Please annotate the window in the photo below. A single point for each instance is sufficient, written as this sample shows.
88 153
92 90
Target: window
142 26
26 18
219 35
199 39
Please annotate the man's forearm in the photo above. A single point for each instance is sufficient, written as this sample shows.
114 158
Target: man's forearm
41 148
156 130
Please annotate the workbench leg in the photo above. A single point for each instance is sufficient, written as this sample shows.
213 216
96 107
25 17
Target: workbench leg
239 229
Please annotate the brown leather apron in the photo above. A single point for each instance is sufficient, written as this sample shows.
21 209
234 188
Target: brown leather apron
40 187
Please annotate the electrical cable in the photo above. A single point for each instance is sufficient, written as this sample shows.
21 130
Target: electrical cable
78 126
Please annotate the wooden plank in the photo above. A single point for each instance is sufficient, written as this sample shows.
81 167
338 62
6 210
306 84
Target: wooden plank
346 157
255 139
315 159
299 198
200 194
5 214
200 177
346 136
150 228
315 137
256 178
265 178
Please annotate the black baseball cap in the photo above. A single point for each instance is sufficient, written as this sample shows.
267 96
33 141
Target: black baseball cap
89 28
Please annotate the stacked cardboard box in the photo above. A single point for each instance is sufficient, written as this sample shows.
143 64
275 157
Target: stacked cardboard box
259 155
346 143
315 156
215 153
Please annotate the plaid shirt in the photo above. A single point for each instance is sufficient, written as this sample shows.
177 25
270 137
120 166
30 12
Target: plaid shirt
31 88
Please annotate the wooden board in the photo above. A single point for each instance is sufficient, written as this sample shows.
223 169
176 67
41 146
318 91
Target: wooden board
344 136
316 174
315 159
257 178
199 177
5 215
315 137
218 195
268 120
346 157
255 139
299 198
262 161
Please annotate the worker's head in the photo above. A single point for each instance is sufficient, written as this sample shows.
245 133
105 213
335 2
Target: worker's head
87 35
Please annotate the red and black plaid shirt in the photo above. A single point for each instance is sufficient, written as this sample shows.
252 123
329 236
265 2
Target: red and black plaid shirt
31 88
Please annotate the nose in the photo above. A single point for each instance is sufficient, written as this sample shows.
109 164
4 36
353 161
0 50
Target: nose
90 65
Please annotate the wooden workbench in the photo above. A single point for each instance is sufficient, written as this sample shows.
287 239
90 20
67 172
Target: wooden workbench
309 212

===============

*HOW TO COMPLETE THIS TASK:*
Answer with the exact lines running from the one that contains "Target: plaid shirt" through the last line of the data. Include no other line.

*RESPONSE TO THIS EXERCISE:*
Target: plaid shirt
31 88
Please annotate the wooden board in the photo above. A single point for each instance is sufficient, written as this sample shows.
223 169
176 67
41 146
318 91
Target: wooden board
344 136
316 174
315 159
257 178
199 177
5 215
315 137
218 195
268 120
346 157
255 139
299 198
262 161
Please annotate the worker's head in the photo above. A single point for each instance is sufficient, written as this sample shows.
245 133
105 213
335 2
Target: worker's head
87 35
Please annotate the red and black plaid shirt in the photo above. A single point for each instance is sufficient, written as this sample shows.
252 123
329 236
265 2
Target: red and black plaid shirt
31 88
Please annotate the nose in the photo above. A single point for each instance is sufficient, written as this sample shows.
109 164
4 36
353 161
0 50
Target: nose
90 65
Please annotate the wooden workbench in the photo above. A single point for each instance is sufficient, written as this sample shows.
287 239
90 20
67 172
Target: wooden workbench
309 212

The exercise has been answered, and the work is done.